_Texto base_
---
Ésta es la perspectiva más crítica, escéptica incluso, propia del miedo a lo desconocido, o del temor a afrontar precisamente la crítica, las consecuencias de decidir, los daños colaterales. Pero hay otra forma de construir y de comunicar la Unión Europea, superando los errores cometidos, para intentar no volver a caer en ellos, o por lo menos, para evitar que sean los mismos.

Creo que quienes primero han de tomar nota de la indiferencia de los ciudadanos son quienes los gobiernan. Parece obvio, y sin embargo el déficit democrático de la Unión es sorprendente y alarmante. Sorprende, en primer lugar, porque los Veintisiete no funcionan unidos, como se les supone, y por tanto las suspicacias van haciendo mella en el sentimiento colectivo de los europeos. Tenemos unas reglas de juego con muchas trampas consentidas y poco disimuladas, evidentes cuando los líderes europeos se sientan a negociar a la misma mesa pero con distintas barajas. Reino Unido lanza un órdago, Francia envida, Polonia va de farol, España no lo ve y Alemania, harta, levanta el tapete y reparte de nuevo las cartas, esta vez las suyas.
---
_Registros guardados_

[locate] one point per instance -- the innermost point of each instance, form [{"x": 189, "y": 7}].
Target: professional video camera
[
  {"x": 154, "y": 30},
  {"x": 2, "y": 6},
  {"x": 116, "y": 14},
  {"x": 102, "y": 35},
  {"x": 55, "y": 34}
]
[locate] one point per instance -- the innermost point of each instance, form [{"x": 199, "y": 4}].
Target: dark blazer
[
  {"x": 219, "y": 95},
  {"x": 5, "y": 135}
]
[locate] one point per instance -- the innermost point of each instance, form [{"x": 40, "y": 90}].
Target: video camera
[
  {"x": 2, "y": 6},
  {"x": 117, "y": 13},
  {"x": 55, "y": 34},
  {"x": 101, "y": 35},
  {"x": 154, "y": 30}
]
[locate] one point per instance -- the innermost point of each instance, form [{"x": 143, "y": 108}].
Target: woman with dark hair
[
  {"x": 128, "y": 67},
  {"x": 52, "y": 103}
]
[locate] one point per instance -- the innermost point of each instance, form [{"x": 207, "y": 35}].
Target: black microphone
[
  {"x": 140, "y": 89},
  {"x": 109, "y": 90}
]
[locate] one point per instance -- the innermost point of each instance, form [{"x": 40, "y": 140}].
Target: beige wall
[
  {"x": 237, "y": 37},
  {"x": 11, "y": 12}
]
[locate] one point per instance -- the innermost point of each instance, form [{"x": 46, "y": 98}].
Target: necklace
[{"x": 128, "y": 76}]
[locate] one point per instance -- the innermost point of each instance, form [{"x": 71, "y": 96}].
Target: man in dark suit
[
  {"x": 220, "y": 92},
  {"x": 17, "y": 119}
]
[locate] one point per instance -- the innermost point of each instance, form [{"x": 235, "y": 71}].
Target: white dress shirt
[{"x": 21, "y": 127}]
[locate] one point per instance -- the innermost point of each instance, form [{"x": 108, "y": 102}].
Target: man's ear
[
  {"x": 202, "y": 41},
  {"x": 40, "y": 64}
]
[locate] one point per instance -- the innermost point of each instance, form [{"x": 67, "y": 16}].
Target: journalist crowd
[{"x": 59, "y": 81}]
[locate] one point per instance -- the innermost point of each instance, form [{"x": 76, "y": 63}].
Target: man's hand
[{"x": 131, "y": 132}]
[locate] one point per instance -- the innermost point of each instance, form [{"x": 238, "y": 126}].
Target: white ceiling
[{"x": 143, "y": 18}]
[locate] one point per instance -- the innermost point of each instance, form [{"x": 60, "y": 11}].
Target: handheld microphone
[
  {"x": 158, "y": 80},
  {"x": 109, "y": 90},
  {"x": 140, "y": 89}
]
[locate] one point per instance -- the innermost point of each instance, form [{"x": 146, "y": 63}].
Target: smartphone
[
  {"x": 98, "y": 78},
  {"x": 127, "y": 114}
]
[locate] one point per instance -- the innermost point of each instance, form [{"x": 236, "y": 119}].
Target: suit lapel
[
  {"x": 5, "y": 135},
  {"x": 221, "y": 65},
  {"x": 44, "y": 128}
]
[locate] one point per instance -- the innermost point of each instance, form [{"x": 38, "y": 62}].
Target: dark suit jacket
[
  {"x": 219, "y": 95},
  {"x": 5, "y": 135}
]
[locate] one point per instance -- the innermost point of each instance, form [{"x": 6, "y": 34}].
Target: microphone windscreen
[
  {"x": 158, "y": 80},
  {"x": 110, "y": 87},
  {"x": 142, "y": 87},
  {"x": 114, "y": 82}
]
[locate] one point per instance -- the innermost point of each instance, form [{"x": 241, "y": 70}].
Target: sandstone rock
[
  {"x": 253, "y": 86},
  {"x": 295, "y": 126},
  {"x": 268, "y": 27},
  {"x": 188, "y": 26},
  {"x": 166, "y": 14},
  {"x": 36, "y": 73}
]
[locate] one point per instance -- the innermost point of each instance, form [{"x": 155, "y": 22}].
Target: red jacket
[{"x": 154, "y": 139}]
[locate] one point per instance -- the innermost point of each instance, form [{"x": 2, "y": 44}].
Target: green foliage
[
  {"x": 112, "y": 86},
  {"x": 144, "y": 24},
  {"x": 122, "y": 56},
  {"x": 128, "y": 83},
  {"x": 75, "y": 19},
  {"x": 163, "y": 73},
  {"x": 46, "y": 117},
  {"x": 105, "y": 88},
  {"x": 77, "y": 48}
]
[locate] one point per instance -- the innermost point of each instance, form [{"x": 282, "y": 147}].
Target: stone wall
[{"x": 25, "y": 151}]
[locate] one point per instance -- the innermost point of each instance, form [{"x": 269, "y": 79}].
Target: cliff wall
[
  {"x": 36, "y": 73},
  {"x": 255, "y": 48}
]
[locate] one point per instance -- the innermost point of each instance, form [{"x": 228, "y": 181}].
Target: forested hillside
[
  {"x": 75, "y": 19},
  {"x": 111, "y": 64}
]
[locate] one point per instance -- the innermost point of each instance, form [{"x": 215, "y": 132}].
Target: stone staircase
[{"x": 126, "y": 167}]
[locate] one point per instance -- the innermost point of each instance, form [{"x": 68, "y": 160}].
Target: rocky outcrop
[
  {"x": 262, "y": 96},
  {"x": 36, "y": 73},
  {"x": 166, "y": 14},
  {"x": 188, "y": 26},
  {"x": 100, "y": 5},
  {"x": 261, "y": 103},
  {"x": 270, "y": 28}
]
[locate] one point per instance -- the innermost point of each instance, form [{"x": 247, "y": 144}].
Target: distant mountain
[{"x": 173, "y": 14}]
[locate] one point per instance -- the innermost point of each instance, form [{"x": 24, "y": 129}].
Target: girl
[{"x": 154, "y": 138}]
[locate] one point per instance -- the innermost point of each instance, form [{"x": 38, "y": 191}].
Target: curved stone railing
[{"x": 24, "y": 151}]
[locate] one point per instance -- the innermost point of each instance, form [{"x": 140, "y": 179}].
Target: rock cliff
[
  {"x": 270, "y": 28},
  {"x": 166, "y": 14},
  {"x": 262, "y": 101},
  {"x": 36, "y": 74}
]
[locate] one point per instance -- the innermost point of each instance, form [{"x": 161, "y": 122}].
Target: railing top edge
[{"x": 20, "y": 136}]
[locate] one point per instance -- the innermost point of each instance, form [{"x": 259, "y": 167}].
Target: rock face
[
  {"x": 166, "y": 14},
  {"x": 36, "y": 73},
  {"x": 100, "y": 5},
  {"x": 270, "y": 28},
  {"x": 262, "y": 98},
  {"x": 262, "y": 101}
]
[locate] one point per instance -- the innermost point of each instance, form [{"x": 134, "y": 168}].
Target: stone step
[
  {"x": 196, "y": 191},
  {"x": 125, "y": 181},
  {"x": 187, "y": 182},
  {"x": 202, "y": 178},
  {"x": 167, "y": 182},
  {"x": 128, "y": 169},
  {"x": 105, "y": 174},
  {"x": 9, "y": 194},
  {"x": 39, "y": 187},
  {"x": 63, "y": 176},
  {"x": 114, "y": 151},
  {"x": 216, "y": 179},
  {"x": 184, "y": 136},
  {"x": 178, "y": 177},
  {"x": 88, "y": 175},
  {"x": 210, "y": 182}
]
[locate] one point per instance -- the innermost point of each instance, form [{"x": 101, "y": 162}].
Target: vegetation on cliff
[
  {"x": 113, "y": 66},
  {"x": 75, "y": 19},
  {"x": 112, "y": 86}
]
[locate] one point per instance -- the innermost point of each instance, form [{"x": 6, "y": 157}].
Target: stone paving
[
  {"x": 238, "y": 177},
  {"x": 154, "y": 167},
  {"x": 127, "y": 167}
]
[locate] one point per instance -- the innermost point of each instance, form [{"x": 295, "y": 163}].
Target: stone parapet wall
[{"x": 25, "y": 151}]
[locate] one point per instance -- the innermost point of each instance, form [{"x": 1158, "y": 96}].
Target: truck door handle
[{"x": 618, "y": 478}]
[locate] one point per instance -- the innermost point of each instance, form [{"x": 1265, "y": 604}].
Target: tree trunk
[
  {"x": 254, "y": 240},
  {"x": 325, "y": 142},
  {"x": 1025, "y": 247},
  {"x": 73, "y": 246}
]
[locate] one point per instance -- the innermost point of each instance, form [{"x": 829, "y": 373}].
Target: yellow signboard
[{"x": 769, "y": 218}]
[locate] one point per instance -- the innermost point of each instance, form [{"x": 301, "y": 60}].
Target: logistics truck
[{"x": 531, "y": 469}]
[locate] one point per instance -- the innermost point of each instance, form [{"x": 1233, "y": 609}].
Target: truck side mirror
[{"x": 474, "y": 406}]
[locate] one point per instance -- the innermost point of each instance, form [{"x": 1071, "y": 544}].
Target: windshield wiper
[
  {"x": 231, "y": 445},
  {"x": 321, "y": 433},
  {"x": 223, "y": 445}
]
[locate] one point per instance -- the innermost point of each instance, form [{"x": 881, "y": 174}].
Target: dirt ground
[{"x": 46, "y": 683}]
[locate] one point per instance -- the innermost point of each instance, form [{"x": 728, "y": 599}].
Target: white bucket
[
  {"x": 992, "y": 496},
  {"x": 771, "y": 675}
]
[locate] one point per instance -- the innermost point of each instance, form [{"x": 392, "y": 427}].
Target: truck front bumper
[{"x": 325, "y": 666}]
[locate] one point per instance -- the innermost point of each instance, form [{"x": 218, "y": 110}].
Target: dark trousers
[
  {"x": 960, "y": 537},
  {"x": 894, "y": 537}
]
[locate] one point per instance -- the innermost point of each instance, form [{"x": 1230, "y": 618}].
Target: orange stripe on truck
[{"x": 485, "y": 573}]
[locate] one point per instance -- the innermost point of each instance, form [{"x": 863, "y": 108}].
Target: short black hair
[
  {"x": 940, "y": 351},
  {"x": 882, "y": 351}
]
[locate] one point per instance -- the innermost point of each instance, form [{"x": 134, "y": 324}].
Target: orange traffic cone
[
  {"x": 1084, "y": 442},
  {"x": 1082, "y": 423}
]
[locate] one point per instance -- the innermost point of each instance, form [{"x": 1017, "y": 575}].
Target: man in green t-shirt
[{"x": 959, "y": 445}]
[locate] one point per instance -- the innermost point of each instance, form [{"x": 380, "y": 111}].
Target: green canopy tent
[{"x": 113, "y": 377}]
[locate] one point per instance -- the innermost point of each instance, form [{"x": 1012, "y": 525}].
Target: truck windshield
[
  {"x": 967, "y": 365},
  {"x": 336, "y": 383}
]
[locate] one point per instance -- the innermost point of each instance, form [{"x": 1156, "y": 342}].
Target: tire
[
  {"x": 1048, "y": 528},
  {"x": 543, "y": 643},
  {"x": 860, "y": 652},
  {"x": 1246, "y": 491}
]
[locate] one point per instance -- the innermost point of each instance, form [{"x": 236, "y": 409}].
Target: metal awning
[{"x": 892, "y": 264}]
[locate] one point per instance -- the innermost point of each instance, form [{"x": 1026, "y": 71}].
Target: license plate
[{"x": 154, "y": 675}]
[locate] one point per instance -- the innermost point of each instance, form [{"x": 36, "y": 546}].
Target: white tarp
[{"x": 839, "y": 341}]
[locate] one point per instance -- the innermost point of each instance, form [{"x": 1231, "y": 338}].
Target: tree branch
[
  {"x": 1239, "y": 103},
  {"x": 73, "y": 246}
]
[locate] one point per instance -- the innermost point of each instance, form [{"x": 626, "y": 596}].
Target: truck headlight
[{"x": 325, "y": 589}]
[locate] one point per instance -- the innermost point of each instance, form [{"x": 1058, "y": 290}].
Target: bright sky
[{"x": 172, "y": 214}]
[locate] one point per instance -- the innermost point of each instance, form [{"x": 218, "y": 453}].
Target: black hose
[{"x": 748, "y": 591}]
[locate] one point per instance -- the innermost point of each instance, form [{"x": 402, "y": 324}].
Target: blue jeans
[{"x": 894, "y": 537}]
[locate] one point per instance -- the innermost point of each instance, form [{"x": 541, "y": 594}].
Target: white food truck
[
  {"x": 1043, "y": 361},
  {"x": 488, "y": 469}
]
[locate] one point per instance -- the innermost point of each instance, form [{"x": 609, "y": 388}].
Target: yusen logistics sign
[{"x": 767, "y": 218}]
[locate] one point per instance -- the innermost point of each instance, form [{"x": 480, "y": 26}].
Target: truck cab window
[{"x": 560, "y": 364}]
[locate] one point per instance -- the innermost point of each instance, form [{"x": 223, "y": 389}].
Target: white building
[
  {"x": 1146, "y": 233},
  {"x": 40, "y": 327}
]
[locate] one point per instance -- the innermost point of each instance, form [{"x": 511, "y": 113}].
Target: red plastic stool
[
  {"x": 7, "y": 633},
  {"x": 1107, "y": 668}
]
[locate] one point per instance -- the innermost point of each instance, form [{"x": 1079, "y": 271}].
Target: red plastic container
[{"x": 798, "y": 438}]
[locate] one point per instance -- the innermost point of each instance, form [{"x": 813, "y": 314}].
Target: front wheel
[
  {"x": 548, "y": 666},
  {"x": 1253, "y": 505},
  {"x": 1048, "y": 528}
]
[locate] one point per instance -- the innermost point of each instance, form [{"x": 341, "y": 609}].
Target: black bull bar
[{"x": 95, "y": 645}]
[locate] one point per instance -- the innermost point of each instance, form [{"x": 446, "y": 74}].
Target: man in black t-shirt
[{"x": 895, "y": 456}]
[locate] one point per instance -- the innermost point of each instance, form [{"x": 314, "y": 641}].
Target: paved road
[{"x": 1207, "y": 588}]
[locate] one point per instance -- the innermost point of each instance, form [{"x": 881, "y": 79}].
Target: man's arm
---
_Enunciado_
Responde estas preguntas sobre el texto acerca de la Unión Europea:
1. ¿Quiénes han de tomar nota primero de la indiferencia de los ciudadanos?
2. ¿Por qué sorprende, en primer lugar, el déficit democrático de la Unión?
3. ¿Qué hace Alemania, harta, en la partida de cartas que describe el texto?
El material no guarda relación con el texto base.

_Solución_
1. Quienes gobiernan a los ciudadanos.
2. Porque los Veintisiete no funcionan unidos, como se les supone.
3. Levanta el tapete y reparte de nuevo las cartas, esta vez las suyas.